start
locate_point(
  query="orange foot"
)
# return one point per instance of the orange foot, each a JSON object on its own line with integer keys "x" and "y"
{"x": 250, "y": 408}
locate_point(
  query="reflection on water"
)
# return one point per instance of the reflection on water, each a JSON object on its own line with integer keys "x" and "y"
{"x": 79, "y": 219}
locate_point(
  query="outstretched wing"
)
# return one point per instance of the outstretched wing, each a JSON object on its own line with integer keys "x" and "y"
end
start
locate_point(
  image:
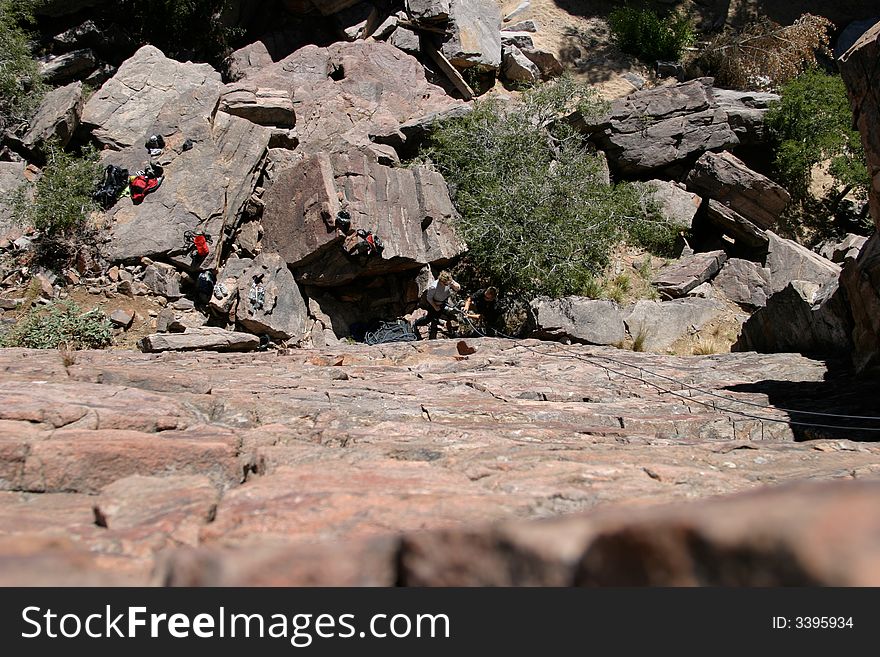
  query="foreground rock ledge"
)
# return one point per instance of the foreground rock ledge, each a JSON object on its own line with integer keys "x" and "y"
end
How many lines in the entries above contain the word "foot"? Reply with the number alone.

## WRITTEN ANSWER:
2